→ **WORK REQUEST**:
Pictures do not belong in the copy. Return all of the entries exactly.

(Data entries)
******************************

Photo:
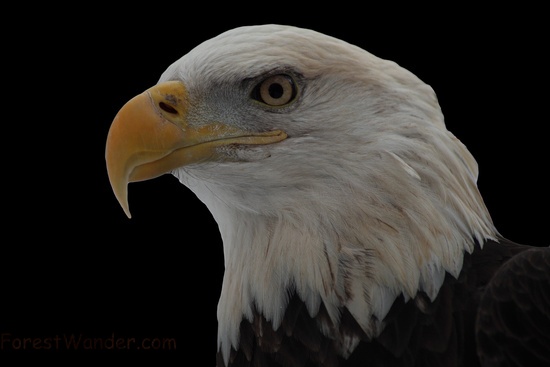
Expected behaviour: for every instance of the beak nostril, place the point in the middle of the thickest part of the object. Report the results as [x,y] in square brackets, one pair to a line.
[166,107]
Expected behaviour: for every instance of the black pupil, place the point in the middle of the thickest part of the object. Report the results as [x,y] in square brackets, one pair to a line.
[276,90]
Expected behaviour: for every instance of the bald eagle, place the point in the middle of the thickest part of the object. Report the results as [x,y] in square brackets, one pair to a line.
[353,230]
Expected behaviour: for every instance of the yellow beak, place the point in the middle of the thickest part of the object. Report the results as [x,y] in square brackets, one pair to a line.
[150,136]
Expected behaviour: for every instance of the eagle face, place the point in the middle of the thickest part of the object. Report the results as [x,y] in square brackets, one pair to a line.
[329,171]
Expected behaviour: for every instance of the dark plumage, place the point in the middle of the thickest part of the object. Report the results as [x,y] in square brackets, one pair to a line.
[353,230]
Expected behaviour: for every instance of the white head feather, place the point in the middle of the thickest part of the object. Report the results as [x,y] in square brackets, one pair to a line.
[370,197]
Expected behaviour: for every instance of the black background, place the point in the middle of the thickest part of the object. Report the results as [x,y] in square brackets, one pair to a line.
[72,263]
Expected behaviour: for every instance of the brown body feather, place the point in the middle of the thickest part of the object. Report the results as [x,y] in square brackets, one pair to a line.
[420,332]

******************************

→ **RESULT OF THIS EXERCISE**:
Photo:
Expected behaviour: for every instance of the beak nostril, place the point in the middle of the thickest part of the object. Report the results as [x,y] in square brackets, one pair to a line.
[166,107]
Expected behaviour: for every instance of the black pupil, place the point in the middle of the thickest part of the object. Report the results as [x,y] in square brackets, one pair to a line.
[276,90]
Expected behaviour: for every instance of the bald eagle, place the point in the middle of the thickest part of the object. Report the results as [x,y] in square brackets, one pair to a line.
[353,230]
Expected behaviour: for every instance of the yellow beak, place the point in the middle of the thickest part of the object. Report the results as [x,y] in square brackets, one pair to a line.
[150,136]
Expected behaviour: for every instance of the eagle face, place the point in the middle of the thickest part of the object. Report the results as [x,y] in square brackets, one pair to a line.
[329,171]
Expected behaviour: for every instance of the dark plumage, place the point in the middle of the thickest part of the object. Report the results as [x,y] in square brackets, one pair to a line.
[353,230]
Expected behaviour: for every instance of the white head feather, place the point in the middle of the thickest part of the object. Report the results as [x,y] in square brackets, one pair to a line.
[370,197]
Expected behaviour: for every instance of the black background, place the point in the middle of the thickest part of the object. Report the results as [x,y] in square brackets, one pair to a line.
[72,263]
Expected behaviour: for every instance of the brown body feather, place the point in the middle of the thickest part of the object. Report the results as [x,y] in square brackets, one pair to a line.
[420,332]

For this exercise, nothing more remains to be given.